** START OF RECORDED DATA **

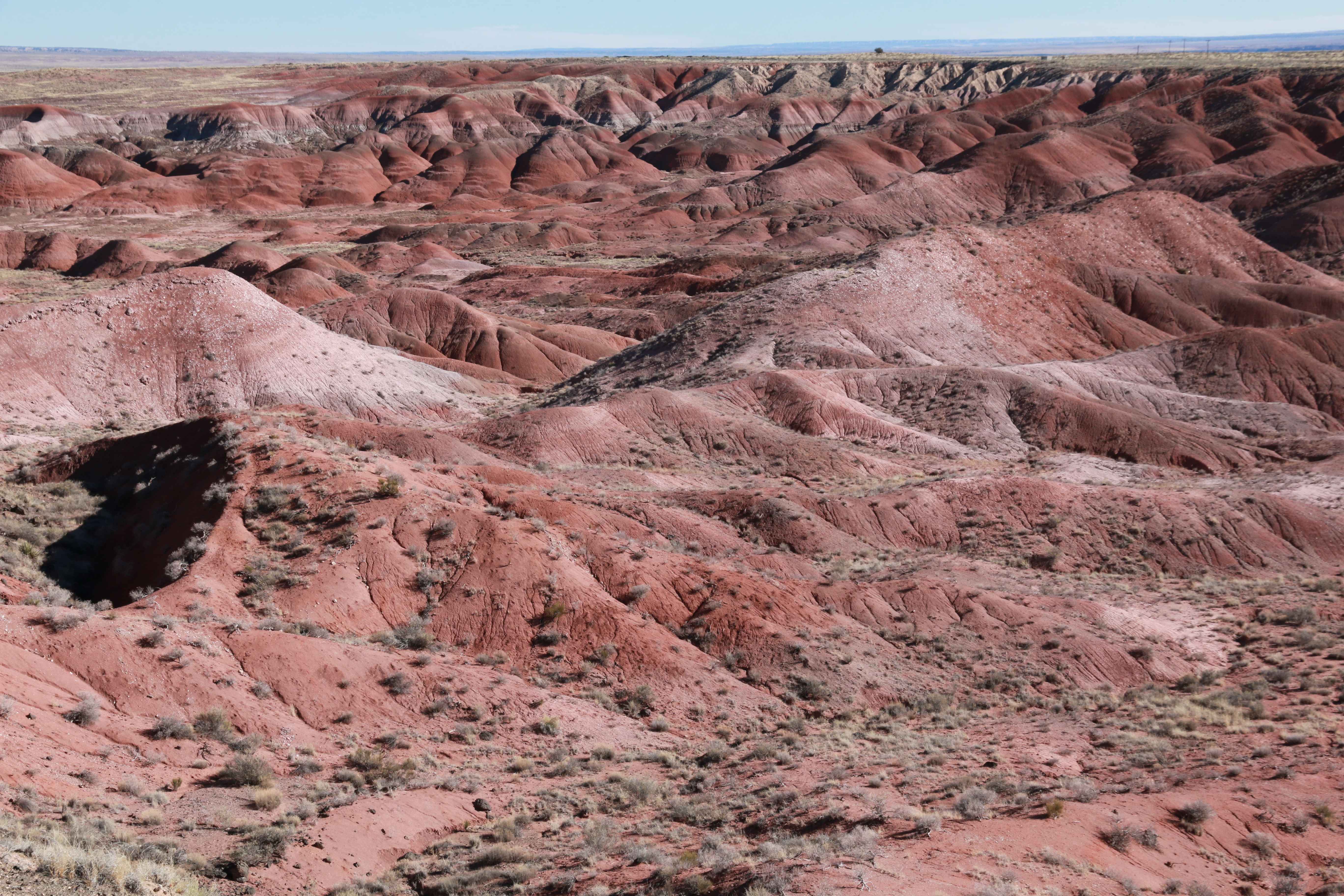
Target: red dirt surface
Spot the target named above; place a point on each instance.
(679, 477)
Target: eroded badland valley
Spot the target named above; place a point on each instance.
(679, 477)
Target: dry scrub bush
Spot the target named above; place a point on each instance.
(247, 772)
(85, 713)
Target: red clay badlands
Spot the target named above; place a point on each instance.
(721, 479)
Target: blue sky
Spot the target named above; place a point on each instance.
(351, 26)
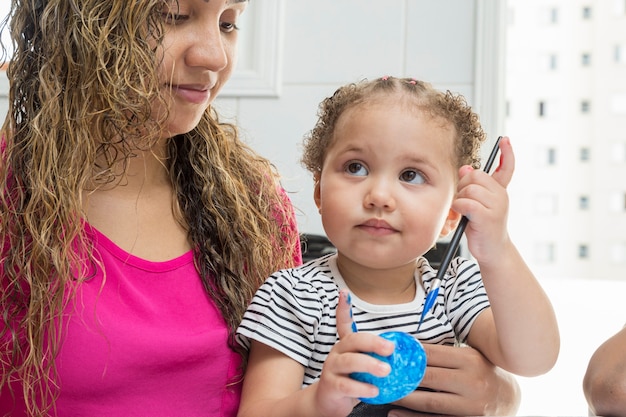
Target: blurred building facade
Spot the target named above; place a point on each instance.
(565, 89)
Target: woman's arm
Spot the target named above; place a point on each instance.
(460, 381)
(604, 383)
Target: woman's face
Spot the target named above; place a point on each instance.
(198, 55)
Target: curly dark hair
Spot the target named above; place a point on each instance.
(449, 107)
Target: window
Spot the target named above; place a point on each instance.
(585, 106)
(585, 59)
(549, 15)
(551, 156)
(618, 253)
(546, 204)
(618, 54)
(585, 154)
(618, 152)
(583, 202)
(618, 103)
(617, 202)
(553, 61)
(554, 15)
(544, 252)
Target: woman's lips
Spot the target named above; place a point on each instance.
(192, 94)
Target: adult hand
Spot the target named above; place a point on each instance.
(463, 383)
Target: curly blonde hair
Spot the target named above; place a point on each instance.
(447, 106)
(83, 80)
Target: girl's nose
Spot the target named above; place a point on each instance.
(208, 49)
(380, 196)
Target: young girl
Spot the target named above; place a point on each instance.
(135, 227)
(394, 163)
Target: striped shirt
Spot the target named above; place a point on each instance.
(294, 310)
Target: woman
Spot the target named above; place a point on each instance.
(135, 226)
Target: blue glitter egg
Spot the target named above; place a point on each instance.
(408, 364)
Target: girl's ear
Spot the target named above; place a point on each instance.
(452, 221)
(317, 193)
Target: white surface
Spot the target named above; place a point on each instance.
(589, 312)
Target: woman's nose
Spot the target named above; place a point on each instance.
(208, 49)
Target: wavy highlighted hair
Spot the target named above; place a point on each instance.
(83, 80)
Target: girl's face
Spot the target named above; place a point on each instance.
(387, 184)
(198, 50)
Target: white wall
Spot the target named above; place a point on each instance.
(327, 43)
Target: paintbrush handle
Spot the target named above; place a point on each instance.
(458, 233)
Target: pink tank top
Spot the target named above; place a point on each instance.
(147, 342)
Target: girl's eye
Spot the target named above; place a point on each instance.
(228, 27)
(356, 169)
(172, 18)
(412, 176)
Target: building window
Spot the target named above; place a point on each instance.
(583, 202)
(553, 61)
(618, 152)
(545, 252)
(554, 15)
(618, 103)
(618, 253)
(546, 204)
(585, 154)
(585, 106)
(551, 156)
(618, 54)
(617, 202)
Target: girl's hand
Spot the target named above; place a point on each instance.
(460, 381)
(483, 199)
(337, 393)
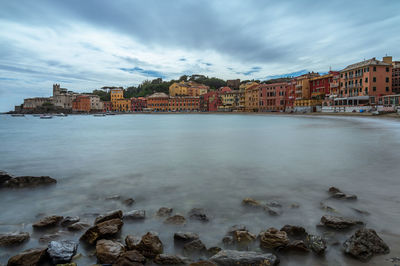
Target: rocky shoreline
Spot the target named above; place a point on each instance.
(103, 234)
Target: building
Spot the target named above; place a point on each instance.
(210, 101)
(158, 102)
(233, 83)
(138, 104)
(396, 77)
(81, 104)
(184, 104)
(272, 97)
(365, 82)
(252, 96)
(32, 103)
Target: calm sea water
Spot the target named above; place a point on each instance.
(207, 161)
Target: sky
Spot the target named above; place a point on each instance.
(84, 45)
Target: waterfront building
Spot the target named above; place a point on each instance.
(138, 104)
(365, 82)
(81, 104)
(183, 104)
(158, 102)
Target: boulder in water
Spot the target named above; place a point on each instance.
(364, 244)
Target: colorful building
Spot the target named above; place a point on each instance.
(138, 104)
(184, 104)
(81, 103)
(158, 102)
(365, 82)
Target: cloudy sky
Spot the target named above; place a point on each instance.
(93, 43)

** END OF RECORDED DATA **

## [WRITTEN EXERCISE]
Rewrite all of the records above as a numbered list, leaving out blank lines and omitting the pictures.

## [REPLY]
1. Target: red dirt surface
2. Spot the target named above; place a point on each instance.
3. (679, 477)
4. Target: eroded badland valley
5. Spot the target named above; place a point on each instance.
6. (679, 477)
7. Target: dry scrub bush
8. Spot the target named above; place a point on each instance.
9. (247, 772)
10. (85, 713)
11. Target: red clay badlands
12. Spot the target named above; place a point on each instance.
13. (721, 479)
14. Target: blue sky
15. Spot the target named above; place a point on each instance.
16. (351, 26)
17. Target: blurred building facade
18. Spot the target named above; place a point on each instance.
19. (565, 89)
20. Target: woman's arm
21. Spot the target named above; place a point on each instance.
22. (460, 381)
23. (604, 383)
24. Target: woman's face
25. Spot the target named above; place a point on each instance.
26. (198, 55)
27. Target: curly dark hair
28. Spot the target named above; place a point on each instance.
29. (449, 107)
30. Target: window
31. Spot the target named above; place a point on each instance.
32. (585, 106)
33. (585, 59)
34. (549, 15)
35. (551, 156)
36. (618, 253)
37. (546, 204)
38. (618, 54)
39. (585, 154)
40. (618, 152)
41. (583, 202)
42. (618, 103)
43. (617, 202)
44. (553, 61)
45. (554, 15)
46. (544, 252)
47. Target: woman's lips
48. Spot the target named above; place a point on each instance.
49. (192, 94)
50. Target: adult hand
51. Spot the target named above; place a point on each instance.
52. (463, 383)
53. Target: curly blonde hair
54. Spot the target named above; place a point on each instance.
55. (447, 106)
56. (83, 80)
57. Target: girl's nose
58. Spot the target named above; place a point on each instance.
59. (208, 49)
60. (380, 196)
61. Target: young girl
62. Spot the target named above; place a point on each instance.
63. (135, 227)
64. (394, 163)
65. Target: striped shirt
66. Spot the target named above; place a point on each instance.
67. (294, 310)
68. Target: woman
69. Spot the target named above; place a point on each instance.
70. (135, 226)
71. Target: blue glitter egg
72. Spot the target named above; place a point on each instance.
73. (408, 364)
74. Target: girl's ear
75. Spot the target named above; place a point on each instance.
76. (452, 221)
77. (317, 193)
78. Target: white surface
79. Spot the target named above; place a point on each instance.
80. (589, 312)
81. Target: woman's nose
82. Spot the target named above; place a point on each instance.
83. (208, 49)
84. Target: wavy highlighted hair
85. Spot the target named above; place a point on each instance.
86. (83, 80)
87. Target: girl's face
88. Spot the target named above; place a point on each instance.
89. (387, 184)
90. (198, 50)
91. Target: white wall
92. Spot the target named above; place a point on each instance.
93. (327, 43)
94. Target: paintbrush handle
95. Spot the target named above; place a point on each instance.
96. (458, 233)
97. Target: pink tank top
98. Spot the target named above; place a point on each instance.
99. (147, 342)
100. Target: girl's eye
101. Spot the target named above; place a point on each instance.
102. (228, 27)
103. (356, 169)
104. (172, 18)
105. (412, 176)
106. Target: building window
107. Spot the target named above; place a point on each instance.
108. (583, 202)
109. (553, 61)
110. (618, 152)
111. (545, 252)
112. (554, 15)
113. (618, 103)
114. (618, 253)
115. (546, 204)
116. (585, 154)
117. (585, 106)
118. (551, 156)
119. (618, 54)
120. (617, 202)
121. Target: girl's hand
122. Spot the target named above; place a point on each instance.
123. (460, 381)
124. (483, 199)
125. (337, 393)
126. Target: rocky shoreline
127. Spot the target named above; place a point on each instance.
128. (103, 234)
129. Target: building
130. Spot the target named above; place a point on each instance.
131. (210, 101)
132. (158, 102)
133. (233, 83)
134. (138, 104)
135. (396, 77)
136. (81, 104)
137. (184, 104)
138. (272, 97)
139. (365, 82)
140. (252, 96)
141. (32, 103)
142. Target: calm sea water
143. Spot the target named above; place a point on each instance.
144. (207, 161)
145. Target: sky
146. Spot the target named above; place a point on each instance.
147. (84, 45)
148. Target: waterfront building
149. Spot the target named above; place a point on each instance.
150. (138, 104)
151. (365, 82)
152. (81, 104)
153. (183, 104)
154. (158, 102)
155. Target: boulder in water
156. Spot the target named above; place a point on each instance.
157. (364, 244)
158. Target: colorful building
159. Spot the target named above; place a point on each instance.
160. (138, 104)
161. (184, 104)
162. (81, 103)
163. (158, 102)
164. (365, 82)
165. Target: cloudy sky
166. Spot the target named above; place a point on each instance.
167. (93, 43)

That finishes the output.